**EXERCISE INPUT:**
************

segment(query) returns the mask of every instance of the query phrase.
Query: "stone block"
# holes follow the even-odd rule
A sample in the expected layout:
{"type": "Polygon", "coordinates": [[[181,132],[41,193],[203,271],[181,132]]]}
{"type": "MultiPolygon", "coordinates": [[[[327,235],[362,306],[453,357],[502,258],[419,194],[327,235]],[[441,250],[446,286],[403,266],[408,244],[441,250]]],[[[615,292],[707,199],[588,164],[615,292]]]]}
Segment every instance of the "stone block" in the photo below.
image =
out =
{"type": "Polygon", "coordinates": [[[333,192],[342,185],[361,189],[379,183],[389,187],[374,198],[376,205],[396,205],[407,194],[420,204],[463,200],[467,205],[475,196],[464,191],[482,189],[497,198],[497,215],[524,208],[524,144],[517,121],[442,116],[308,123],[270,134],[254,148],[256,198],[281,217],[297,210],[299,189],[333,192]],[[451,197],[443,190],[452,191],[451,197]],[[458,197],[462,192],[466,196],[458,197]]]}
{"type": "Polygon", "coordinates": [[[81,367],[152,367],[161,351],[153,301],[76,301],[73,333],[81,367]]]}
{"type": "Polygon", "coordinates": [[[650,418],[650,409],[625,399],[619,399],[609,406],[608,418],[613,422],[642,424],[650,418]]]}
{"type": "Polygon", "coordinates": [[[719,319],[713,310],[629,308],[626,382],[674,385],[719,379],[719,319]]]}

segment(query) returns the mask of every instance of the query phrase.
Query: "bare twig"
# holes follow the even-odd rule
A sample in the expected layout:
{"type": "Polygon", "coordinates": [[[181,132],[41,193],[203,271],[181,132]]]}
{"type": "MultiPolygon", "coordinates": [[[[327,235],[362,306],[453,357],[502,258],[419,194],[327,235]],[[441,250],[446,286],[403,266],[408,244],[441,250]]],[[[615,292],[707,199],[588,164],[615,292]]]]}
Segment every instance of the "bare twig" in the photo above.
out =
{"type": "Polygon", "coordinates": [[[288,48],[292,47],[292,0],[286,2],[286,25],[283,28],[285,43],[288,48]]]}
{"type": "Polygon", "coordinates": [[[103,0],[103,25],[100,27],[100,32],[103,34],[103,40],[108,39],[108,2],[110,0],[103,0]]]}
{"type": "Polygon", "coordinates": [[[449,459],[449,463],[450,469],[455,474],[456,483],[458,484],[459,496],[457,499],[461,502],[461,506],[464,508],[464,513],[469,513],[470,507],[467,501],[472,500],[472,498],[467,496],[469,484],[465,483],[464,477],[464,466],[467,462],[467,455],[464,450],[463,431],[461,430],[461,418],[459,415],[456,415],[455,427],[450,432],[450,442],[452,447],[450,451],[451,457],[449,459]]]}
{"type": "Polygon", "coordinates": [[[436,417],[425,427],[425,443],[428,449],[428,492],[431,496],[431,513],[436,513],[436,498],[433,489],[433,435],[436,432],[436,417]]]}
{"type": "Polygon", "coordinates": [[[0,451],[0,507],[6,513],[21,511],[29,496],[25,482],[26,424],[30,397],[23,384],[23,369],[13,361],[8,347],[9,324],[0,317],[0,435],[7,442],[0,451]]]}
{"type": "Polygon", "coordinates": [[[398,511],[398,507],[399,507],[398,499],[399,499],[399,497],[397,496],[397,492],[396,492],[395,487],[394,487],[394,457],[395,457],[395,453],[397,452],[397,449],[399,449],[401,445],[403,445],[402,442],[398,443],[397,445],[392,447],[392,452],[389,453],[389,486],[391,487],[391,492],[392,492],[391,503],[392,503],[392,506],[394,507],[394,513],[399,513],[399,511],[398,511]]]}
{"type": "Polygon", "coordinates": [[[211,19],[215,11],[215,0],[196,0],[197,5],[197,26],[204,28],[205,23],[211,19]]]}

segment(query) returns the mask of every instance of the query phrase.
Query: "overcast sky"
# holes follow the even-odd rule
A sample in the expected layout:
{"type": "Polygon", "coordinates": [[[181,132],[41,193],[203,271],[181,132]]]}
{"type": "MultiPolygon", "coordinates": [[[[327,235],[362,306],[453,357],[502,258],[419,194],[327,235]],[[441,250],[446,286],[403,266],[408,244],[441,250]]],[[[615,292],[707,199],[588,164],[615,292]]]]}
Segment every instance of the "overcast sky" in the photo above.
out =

************

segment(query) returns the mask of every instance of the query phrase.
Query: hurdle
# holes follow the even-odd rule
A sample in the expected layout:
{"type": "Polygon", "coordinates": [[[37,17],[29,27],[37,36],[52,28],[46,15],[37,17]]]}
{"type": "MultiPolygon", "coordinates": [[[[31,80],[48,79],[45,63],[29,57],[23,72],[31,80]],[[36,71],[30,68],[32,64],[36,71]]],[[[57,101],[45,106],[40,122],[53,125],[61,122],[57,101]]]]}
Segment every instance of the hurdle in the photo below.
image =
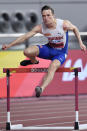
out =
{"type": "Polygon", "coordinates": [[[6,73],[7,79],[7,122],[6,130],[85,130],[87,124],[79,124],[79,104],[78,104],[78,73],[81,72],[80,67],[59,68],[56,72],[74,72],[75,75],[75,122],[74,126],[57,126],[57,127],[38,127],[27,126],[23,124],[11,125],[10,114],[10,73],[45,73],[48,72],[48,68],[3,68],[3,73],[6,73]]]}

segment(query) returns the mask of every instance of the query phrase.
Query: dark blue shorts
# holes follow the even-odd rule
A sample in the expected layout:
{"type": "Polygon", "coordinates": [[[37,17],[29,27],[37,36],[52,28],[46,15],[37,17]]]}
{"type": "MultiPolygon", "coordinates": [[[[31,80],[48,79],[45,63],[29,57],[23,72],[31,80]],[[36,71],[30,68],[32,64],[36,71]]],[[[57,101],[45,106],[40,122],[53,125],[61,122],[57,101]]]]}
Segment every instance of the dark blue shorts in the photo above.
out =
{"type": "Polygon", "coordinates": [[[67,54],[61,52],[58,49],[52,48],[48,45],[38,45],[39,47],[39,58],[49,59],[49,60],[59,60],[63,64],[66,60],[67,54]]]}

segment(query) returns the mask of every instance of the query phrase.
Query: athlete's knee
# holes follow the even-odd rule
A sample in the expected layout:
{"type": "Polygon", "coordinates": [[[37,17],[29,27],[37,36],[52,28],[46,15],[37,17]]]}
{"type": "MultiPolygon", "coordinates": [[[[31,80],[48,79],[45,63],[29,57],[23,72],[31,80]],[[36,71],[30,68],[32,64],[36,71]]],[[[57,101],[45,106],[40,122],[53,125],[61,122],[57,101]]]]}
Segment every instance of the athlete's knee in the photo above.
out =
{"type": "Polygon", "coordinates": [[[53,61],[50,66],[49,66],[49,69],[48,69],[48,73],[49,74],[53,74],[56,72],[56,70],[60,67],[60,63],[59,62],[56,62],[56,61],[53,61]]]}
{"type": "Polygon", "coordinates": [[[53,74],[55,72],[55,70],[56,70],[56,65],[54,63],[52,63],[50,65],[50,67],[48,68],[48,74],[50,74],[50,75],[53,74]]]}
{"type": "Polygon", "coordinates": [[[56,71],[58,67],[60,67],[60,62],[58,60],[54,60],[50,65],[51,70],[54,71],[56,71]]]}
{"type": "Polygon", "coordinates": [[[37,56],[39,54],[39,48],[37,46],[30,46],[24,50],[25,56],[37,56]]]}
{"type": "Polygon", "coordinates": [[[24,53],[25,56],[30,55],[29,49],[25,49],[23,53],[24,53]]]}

************

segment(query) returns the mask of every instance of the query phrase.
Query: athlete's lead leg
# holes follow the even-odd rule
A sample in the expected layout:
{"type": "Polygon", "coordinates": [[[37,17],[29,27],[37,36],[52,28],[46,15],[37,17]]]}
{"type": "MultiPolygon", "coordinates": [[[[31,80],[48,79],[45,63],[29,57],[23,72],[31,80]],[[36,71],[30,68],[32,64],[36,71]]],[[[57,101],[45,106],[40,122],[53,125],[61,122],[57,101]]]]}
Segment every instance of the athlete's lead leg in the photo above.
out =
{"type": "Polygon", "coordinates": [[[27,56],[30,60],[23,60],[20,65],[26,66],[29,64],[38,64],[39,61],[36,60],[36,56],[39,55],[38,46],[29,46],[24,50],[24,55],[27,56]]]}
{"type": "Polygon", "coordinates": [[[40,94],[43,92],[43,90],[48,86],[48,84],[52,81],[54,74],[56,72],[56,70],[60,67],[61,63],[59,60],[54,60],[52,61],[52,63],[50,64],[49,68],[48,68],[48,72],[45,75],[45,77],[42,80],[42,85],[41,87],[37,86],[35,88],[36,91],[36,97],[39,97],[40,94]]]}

************

**WHAT IS NEEDED:** Some lines in the material contain "above". Show all of them.

**SOLUTION FOR THIS TASK:**
Segment every instance of the "bare twig" in the photo above.
Segment every instance of the "overcast sky" in the photo above.
Segment every instance of the dark blue shorts in the photo above.
Segment every instance of the athlete's knee in the photo above.
Segment every instance of the athlete's lead leg in the photo above.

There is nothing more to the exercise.